The exercise:
All of the material below is to be restated word for word, apart from the pictures.

___ Dataset extract ___

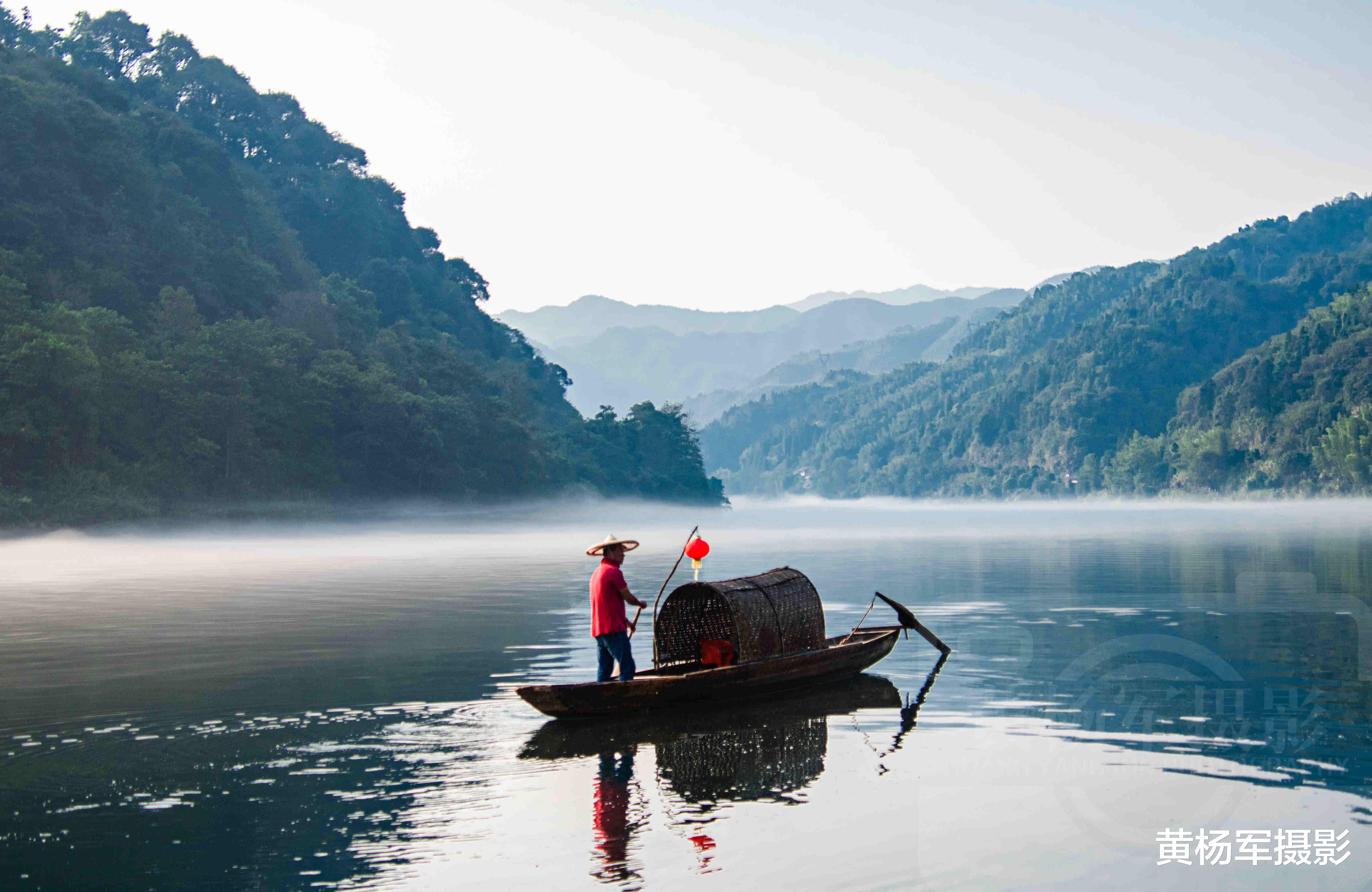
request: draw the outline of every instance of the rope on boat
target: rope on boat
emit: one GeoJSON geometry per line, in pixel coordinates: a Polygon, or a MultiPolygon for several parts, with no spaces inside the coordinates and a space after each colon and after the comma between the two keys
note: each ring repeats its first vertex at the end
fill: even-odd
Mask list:
{"type": "Polygon", "coordinates": [[[853,630],[851,633],[848,633],[847,635],[844,635],[844,639],[838,642],[838,646],[844,646],[845,644],[848,644],[848,639],[852,638],[858,633],[859,629],[862,629],[862,624],[867,622],[867,613],[871,613],[871,608],[874,608],[874,607],[877,607],[877,596],[875,594],[871,596],[871,604],[867,605],[867,609],[866,609],[866,612],[863,612],[862,619],[858,620],[858,624],[853,626],[853,630]]]}

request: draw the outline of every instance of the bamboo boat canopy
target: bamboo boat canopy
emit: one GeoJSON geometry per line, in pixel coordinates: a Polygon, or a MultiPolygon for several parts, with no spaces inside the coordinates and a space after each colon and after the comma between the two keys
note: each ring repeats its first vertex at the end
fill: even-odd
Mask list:
{"type": "Polygon", "coordinates": [[[799,570],[689,582],[667,596],[654,623],[659,666],[701,659],[701,641],[729,641],[738,663],[825,646],[819,591],[799,570]]]}

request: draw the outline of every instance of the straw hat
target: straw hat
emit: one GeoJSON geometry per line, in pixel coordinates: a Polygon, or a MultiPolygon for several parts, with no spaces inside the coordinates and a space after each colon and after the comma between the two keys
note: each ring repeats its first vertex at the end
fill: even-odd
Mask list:
{"type": "Polygon", "coordinates": [[[638,539],[616,539],[615,534],[611,532],[605,537],[604,542],[597,542],[595,545],[586,549],[586,553],[591,557],[600,557],[605,552],[606,545],[623,545],[626,552],[632,552],[638,548],[638,539]]]}

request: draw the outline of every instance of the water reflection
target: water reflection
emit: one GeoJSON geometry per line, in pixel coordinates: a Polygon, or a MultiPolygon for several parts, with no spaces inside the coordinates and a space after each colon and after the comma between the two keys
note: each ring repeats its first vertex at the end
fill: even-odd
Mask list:
{"type": "Polygon", "coordinates": [[[1365,884],[1372,505],[997,510],[740,506],[720,576],[803,553],[830,631],[879,587],[952,660],[613,725],[510,692],[591,677],[600,519],[0,543],[0,888],[1154,888],[1211,818],[1350,829],[1318,881],[1365,884]]]}
{"type": "MultiPolygon", "coordinates": [[[[930,672],[918,703],[923,703],[936,675],[937,670],[930,672]]],[[[530,737],[520,759],[598,759],[593,874],[624,884],[641,878],[631,855],[634,834],[648,818],[634,779],[639,747],[653,748],[656,777],[650,782],[665,793],[671,823],[690,833],[685,838],[700,858],[698,869],[708,871],[716,843],[704,828],[720,817],[722,808],[741,801],[803,803],[799,793],[825,771],[829,718],[900,705],[900,692],[890,681],[862,674],[727,707],[627,719],[554,719],[530,737]]]]}

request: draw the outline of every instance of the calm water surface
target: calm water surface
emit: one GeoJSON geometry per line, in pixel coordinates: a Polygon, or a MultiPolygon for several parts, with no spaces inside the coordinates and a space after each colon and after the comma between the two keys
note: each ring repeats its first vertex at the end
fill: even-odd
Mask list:
{"type": "Polygon", "coordinates": [[[4,889],[1372,888],[1368,502],[542,506],[0,567],[4,889]],[[830,634],[879,589],[955,652],[623,722],[514,697],[593,677],[589,543],[642,539],[652,596],[694,523],[702,578],[797,567],[830,634]],[[1159,866],[1168,828],[1346,858],[1159,866]]]}

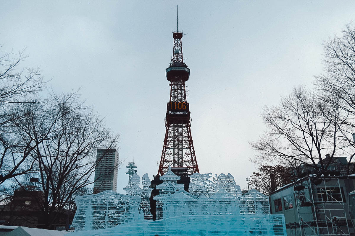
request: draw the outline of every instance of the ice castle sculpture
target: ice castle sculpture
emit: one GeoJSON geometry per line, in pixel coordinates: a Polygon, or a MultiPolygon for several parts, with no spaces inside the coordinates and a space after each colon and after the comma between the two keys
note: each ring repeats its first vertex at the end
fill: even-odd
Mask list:
{"type": "Polygon", "coordinates": [[[140,218],[139,196],[106,190],[78,196],[75,201],[77,210],[72,225],[76,231],[110,228],[140,218]]]}
{"type": "Polygon", "coordinates": [[[156,219],[163,219],[163,205],[164,198],[176,191],[184,189],[184,184],[178,184],[176,183],[181,178],[181,177],[175,174],[171,171],[170,166],[166,173],[160,177],[159,179],[163,180],[163,183],[155,186],[155,189],[159,190],[159,194],[154,196],[153,198],[153,199],[156,201],[156,219]]]}
{"type": "Polygon", "coordinates": [[[152,220],[153,216],[151,213],[151,203],[149,200],[149,198],[152,193],[152,188],[149,187],[151,185],[151,180],[149,179],[148,173],[143,175],[142,178],[142,185],[143,186],[143,188],[141,194],[142,201],[140,207],[140,210],[141,209],[143,211],[144,219],[152,220]]]}
{"type": "MultiPolygon", "coordinates": [[[[108,198],[104,197],[105,192],[100,193],[101,198],[93,196],[95,195],[78,197],[78,210],[73,226],[77,227],[76,231],[86,231],[70,233],[69,236],[286,236],[284,216],[270,214],[267,196],[255,189],[240,196],[240,188],[230,174],[215,175],[214,178],[211,173],[195,175],[192,178],[192,193],[185,191],[183,184],[177,183],[180,177],[170,168],[160,177],[163,183],[155,186],[159,194],[153,197],[156,201],[155,221],[146,219],[146,219],[142,219],[144,209],[139,203],[145,199],[147,205],[148,195],[144,198],[141,195],[114,193],[118,195],[120,201],[110,201],[109,204],[105,201],[112,198],[112,192],[106,195],[111,196],[108,198]],[[129,200],[129,197],[136,198],[129,200]],[[123,211],[123,206],[129,205],[131,201],[133,202],[129,210],[123,211]],[[97,210],[97,206],[101,206],[102,211],[97,210]],[[120,209],[117,213],[115,207],[120,209]],[[124,222],[127,223],[121,224],[124,222]],[[110,228],[119,224],[121,224],[110,228]],[[97,229],[103,229],[89,230],[97,229]]],[[[142,181],[143,187],[141,190],[149,191],[150,180],[147,174],[142,181]]]]}
{"type": "Polygon", "coordinates": [[[219,215],[176,216],[141,220],[68,236],[286,236],[283,215],[219,215]]]}
{"type": "Polygon", "coordinates": [[[194,173],[190,176],[189,191],[193,195],[204,194],[210,196],[220,189],[223,189],[235,197],[242,195],[240,187],[235,184],[234,177],[230,174],[220,174],[212,177],[212,173],[194,173]]]}
{"type": "Polygon", "coordinates": [[[135,165],[134,162],[130,162],[126,167],[128,168],[126,173],[129,175],[129,177],[128,185],[123,188],[123,190],[126,191],[126,194],[127,195],[139,195],[141,190],[138,185],[141,182],[141,177],[137,174],[137,170],[135,169],[137,166],[135,165]]]}
{"type": "Polygon", "coordinates": [[[239,200],[241,214],[269,214],[269,197],[255,189],[248,191],[239,200]]]}
{"type": "Polygon", "coordinates": [[[163,218],[179,215],[219,215],[240,214],[237,199],[223,189],[209,198],[180,190],[163,200],[163,218]]]}

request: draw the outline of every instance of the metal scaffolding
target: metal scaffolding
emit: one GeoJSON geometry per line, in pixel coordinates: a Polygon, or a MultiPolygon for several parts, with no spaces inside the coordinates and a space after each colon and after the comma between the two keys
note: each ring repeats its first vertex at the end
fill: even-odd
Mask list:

___

Exercise output:
request: draw the outline of every instance of the rope on boat
target: rope on boat
emit: one GeoJSON geometry per line, in pixel coordinates: a Polygon, or a MultiPolygon for several parts, with no spaces inside the coordinates and a space after each colon and after the comma between the two keys
note: each ring repeats its first vertex at the end
fill: even-odd
Mask list:
{"type": "Polygon", "coordinates": [[[853,630],[851,633],[848,633],[847,635],[844,635],[844,639],[838,642],[838,646],[844,646],[845,644],[848,644],[848,639],[852,638],[858,633],[859,629],[862,629],[862,624],[867,622],[867,613],[871,613],[871,608],[874,608],[874,607],[877,607],[877,596],[875,594],[871,596],[871,604],[867,605],[867,609],[866,609],[866,612],[863,612],[862,619],[858,620],[858,624],[853,626],[853,630]]]}

request: draw the outline of every instance of the bamboo boat canopy
target: bamboo boat canopy
emit: one GeoJSON geometry per line, in pixel coordinates: a Polygon, or a MultiPolygon for several parts, with no spaces inside the coordinates and a space after each colon and after the comma between the two keys
note: each ring repeats its first vertex at the end
fill: even-odd
Mask list:
{"type": "Polygon", "coordinates": [[[799,570],[689,582],[667,596],[654,623],[659,666],[701,659],[701,641],[729,641],[738,663],[825,646],[819,591],[799,570]]]}

request: draw the outline of every instance of the straw hat
target: straw hat
emit: one GeoJSON geometry per line, in pixel coordinates: a Polygon, or a MultiPolygon for several parts, with no spaces inside the coordinates and a space after each colon and after the comma between the two keys
note: each ring repeats its first vertex at the end
fill: even-odd
Mask list:
{"type": "Polygon", "coordinates": [[[638,539],[616,539],[615,534],[611,532],[605,537],[604,542],[597,542],[595,545],[586,549],[586,553],[591,557],[600,557],[605,552],[606,545],[623,545],[626,552],[632,552],[638,548],[638,539]]]}

request: draw the outline of every instance of the water reflection
target: water reflection
emit: one GeoJSON geometry per line, in pixel coordinates: a Polygon, or a MultiPolygon for several parts, with no spaces inside the coordinates and a space after each colon and after the comma between the two keys
note: each ring repeats its first vertex at the end
fill: even-odd
Mask list:
{"type": "Polygon", "coordinates": [[[1365,884],[1372,505],[997,510],[740,506],[720,576],[803,553],[830,631],[879,587],[952,660],[613,725],[510,692],[591,677],[600,519],[0,543],[0,888],[1154,888],[1211,818],[1350,829],[1318,881],[1365,884]]]}
{"type": "MultiPolygon", "coordinates": [[[[930,672],[918,703],[923,703],[936,675],[937,670],[930,672]]],[[[530,737],[520,759],[598,759],[593,874],[624,884],[641,878],[631,855],[634,834],[648,818],[634,779],[639,747],[653,748],[656,777],[650,782],[665,793],[671,823],[690,833],[685,838],[700,858],[698,869],[708,871],[716,843],[704,828],[720,817],[722,808],[741,801],[803,803],[799,793],[825,771],[829,718],[900,705],[900,692],[890,681],[862,674],[727,707],[627,719],[554,719],[530,737]]]]}

request: draw the outline of every instance of the calm water surface
target: calm water surface
emit: one GeoJSON geometry per line, in pixel coordinates: a Polygon, or a MultiPolygon for several parts, with no spaces inside the coordinates and a space after each colon and after the comma between the two keys
note: each ring repeats its first vertex at the end
fill: even-odd
Mask list:
{"type": "Polygon", "coordinates": [[[4,889],[1372,888],[1368,502],[542,506],[0,567],[4,889]],[[830,634],[879,589],[955,652],[623,722],[514,697],[593,677],[589,543],[642,539],[652,596],[694,523],[702,578],[797,567],[830,634]],[[1159,866],[1168,828],[1346,858],[1159,866]]]}

request: draw the outline of every instance of the ice castle sculpture
target: ice castle sculpture
emit: one GeoJSON geometry per line, in pixel coordinates: a Polygon, or a MultiPolygon for several parts, with no spaces inside the coordinates and a space after each colon and after the comma between the two keys
note: each ring repeats its first vertex at the end
fill: even-odd
Mask list:
{"type": "Polygon", "coordinates": [[[140,218],[139,196],[106,190],[78,196],[75,201],[77,210],[72,225],[76,231],[110,228],[140,218]]]}
{"type": "Polygon", "coordinates": [[[156,219],[163,219],[163,205],[164,198],[176,191],[184,189],[184,184],[178,184],[176,183],[181,178],[181,177],[175,174],[171,171],[170,166],[166,173],[160,177],[159,179],[163,180],[163,183],[155,186],[155,189],[159,190],[159,194],[154,196],[153,198],[153,199],[156,201],[156,219]]]}
{"type": "Polygon", "coordinates": [[[152,220],[153,216],[151,213],[151,203],[149,200],[149,198],[152,193],[152,188],[149,187],[151,185],[151,180],[149,179],[148,173],[143,175],[142,178],[142,185],[143,186],[143,188],[141,194],[142,201],[140,207],[140,210],[141,209],[143,211],[144,219],[152,220]]]}
{"type": "MultiPolygon", "coordinates": [[[[108,198],[104,197],[105,192],[100,193],[101,198],[93,196],[95,195],[78,197],[78,210],[73,226],[77,227],[76,231],[86,231],[70,233],[69,236],[286,236],[284,216],[270,214],[267,196],[255,189],[240,196],[240,188],[230,174],[215,175],[214,178],[211,173],[195,175],[192,178],[192,193],[185,191],[183,184],[177,183],[180,177],[170,168],[160,177],[163,183],[155,186],[159,194],[153,197],[156,201],[155,221],[146,219],[146,219],[142,219],[144,209],[139,203],[145,199],[147,205],[148,195],[144,198],[141,195],[114,193],[118,195],[120,201],[110,201],[109,204],[105,201],[112,198],[112,192],[106,195],[111,196],[108,198]],[[129,200],[129,197],[136,198],[129,200]],[[123,211],[123,206],[129,205],[131,201],[133,202],[129,210],[123,211]],[[97,210],[97,206],[101,206],[102,211],[97,210]],[[120,209],[117,213],[115,207],[120,209]],[[124,222],[127,223],[121,224],[124,222]],[[110,228],[119,224],[121,224],[110,228]],[[97,229],[103,229],[89,230],[97,229]]],[[[142,181],[143,187],[141,190],[149,191],[150,180],[147,174],[142,181]]]]}
{"type": "Polygon", "coordinates": [[[219,215],[176,216],[141,220],[68,236],[286,236],[283,215],[219,215]]]}
{"type": "Polygon", "coordinates": [[[194,173],[190,176],[189,191],[193,195],[204,194],[210,196],[220,189],[223,189],[235,197],[242,195],[240,187],[235,184],[234,177],[230,174],[220,174],[212,177],[212,173],[194,173]]]}
{"type": "Polygon", "coordinates": [[[135,165],[134,162],[130,162],[126,167],[128,168],[126,173],[129,175],[129,177],[128,185],[123,188],[123,190],[126,191],[126,194],[127,195],[139,195],[141,190],[138,185],[141,182],[141,177],[137,174],[137,170],[135,169],[137,166],[135,165]]]}
{"type": "Polygon", "coordinates": [[[239,200],[241,214],[269,214],[269,197],[255,189],[248,191],[239,200]]]}
{"type": "Polygon", "coordinates": [[[163,218],[179,215],[219,215],[240,214],[237,199],[223,189],[209,198],[180,190],[163,200],[163,218]]]}

request: draw the outline of every instance of the metal scaffolding
target: metal scaffolding
emit: one GeoJSON geometry per line, in pixel coordinates: a Polygon, or a MultiPolygon for several parts, with no spaces inside the coordinates and a space after each colon and after the comma between the two keys
note: each ring repeats its first vertex at the end
fill: even-odd
Mask list:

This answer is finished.